## QUOTED TEXT
=======
The one who get through these things best get strong and stay there.
If they work together the affair will continue. Affairs are addictive.


----------



## 346745

maybe she's not planning to divorce you. Maybe she and the principal are planning to kill you. It's happened before. Get you out of the way, he splits with the wife, principal and teacher get married. Hire a detective to trail her, get the goods on her. Take money out of your joint account and make a nice nest egg for yourself. Call an attorney asap after the detective hands over the photos. Good luck. Stay safe.


----------



## manwithnoname

If no kids, this should be very easy decision for you. Yeah, they definitely ****ed, many times.


----------



## Rob_1

HelpMarriedMan said:


> just to clarify, his wife does know that he did this to her. Also, the cabin this was a discussion that’s what would happen after this so called wedding. I read this part my myself. Do I believe the wedding was actually going to work out, I highly doubt it in my situation. It seemed to be more of the moment thing but still was discussed if it was a joke or not.
=======
## WORK INSTRUCTIONS
Pick up the forum thread about a suspected affair after its last line and continue it. The items after this are separate from the forum thread.

(Location labeling records)
=======
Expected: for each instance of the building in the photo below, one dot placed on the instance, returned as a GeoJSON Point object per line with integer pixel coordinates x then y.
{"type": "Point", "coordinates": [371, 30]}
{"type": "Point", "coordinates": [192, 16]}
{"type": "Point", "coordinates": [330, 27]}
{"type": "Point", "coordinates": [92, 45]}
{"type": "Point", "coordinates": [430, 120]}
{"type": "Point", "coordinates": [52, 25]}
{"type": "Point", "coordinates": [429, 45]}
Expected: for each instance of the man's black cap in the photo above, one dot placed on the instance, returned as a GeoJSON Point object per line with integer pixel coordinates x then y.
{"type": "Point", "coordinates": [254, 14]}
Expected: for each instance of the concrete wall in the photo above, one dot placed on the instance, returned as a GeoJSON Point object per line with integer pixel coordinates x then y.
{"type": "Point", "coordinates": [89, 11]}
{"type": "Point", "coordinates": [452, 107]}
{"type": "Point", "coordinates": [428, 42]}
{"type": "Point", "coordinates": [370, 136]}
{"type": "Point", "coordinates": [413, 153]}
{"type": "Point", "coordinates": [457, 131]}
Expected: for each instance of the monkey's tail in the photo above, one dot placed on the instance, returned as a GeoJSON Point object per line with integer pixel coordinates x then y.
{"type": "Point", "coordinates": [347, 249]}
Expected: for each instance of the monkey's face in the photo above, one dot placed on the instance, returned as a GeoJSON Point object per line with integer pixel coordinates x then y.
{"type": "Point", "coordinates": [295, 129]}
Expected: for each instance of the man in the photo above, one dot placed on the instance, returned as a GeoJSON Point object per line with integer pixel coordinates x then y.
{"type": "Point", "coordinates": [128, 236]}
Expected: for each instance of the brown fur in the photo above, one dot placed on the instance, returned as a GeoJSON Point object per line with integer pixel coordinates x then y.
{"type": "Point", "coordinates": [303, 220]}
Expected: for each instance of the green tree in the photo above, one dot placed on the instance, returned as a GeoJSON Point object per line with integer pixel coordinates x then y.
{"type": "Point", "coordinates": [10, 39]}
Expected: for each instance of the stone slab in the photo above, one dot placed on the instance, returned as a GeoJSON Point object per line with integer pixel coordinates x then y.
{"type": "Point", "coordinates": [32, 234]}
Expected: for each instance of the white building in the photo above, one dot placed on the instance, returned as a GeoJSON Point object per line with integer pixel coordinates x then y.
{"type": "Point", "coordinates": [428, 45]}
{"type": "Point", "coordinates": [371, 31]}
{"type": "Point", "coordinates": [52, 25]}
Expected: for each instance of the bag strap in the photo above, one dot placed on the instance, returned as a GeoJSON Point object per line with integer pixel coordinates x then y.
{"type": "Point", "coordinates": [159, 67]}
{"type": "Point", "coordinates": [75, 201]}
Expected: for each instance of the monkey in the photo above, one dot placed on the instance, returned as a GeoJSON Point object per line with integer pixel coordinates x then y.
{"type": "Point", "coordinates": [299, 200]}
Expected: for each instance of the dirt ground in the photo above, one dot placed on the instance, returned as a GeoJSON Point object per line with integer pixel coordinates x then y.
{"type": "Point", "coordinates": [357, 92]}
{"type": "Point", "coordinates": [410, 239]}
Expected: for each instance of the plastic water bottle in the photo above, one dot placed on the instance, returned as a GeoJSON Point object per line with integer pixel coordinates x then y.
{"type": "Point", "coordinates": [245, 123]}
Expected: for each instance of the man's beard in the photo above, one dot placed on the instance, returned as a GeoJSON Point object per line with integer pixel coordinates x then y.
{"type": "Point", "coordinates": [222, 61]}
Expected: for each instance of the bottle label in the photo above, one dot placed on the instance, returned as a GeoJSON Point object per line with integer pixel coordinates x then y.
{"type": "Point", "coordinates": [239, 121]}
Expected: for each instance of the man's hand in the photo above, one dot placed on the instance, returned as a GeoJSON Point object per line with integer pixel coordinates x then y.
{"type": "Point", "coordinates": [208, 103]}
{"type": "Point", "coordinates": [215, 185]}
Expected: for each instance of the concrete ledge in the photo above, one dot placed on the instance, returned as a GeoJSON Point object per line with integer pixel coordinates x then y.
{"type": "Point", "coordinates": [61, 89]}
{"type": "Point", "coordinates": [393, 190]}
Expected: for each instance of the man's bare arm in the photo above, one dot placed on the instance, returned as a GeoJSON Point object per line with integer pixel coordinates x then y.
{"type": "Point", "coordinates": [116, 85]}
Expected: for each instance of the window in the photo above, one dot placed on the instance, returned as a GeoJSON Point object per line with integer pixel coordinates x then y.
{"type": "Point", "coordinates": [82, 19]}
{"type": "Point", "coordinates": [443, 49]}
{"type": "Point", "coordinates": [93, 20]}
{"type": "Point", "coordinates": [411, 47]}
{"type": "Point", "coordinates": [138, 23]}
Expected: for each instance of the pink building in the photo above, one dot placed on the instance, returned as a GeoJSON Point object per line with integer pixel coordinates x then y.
=======
## EXERCISE ANSWER
You still seem so nonchalant about it, like it was a big joke between them. Dude, come on, are you just trying to justified their actions or what? because if that's what this is, then, we cannot help you. You'll be just like most of today's young men in the western world that have not idea how to be a man. No self respect, and no dignity. It's obvious that you don't have really much experience with women. it's time to start being one. that's if you have the balls for it. Otherwise, your wife now will know that she can cheat on you and you will put up with it. When she gets it in her head that you'll put up with it, what's next? her bring dudes to your bed?
DIVORCE HER. Serve her with divorce papers now.


----------



## Marc878

HelpMarriedMan said:


> What is the best text recovery software. I did plan to do this. And we also have discussed her transferring schools.


Look online. Fonelab used to be top rated. If you can’t do it. Hire a service to do it for you. Do not inform her. She may reset the phone or lose it. Usually the truth is on deleted text messages in the phone.


----------



## 346745

manwithnoname said:


> If no kids, this should be very easy decision for you. Yeah, they definitely ****ed, many times.


There is no doubt about it. Those car rides led to some action in a secluded area. He probably had her on top of his desk at school, too.


----------



## Marc878

It’s not your job to help hide their affair. Consequences are a good thing.


----------



## Marc878

His wife may know more once you contact her.


----------



## manwithnoname

Marc878 said:


> His wife may know more once you contact her.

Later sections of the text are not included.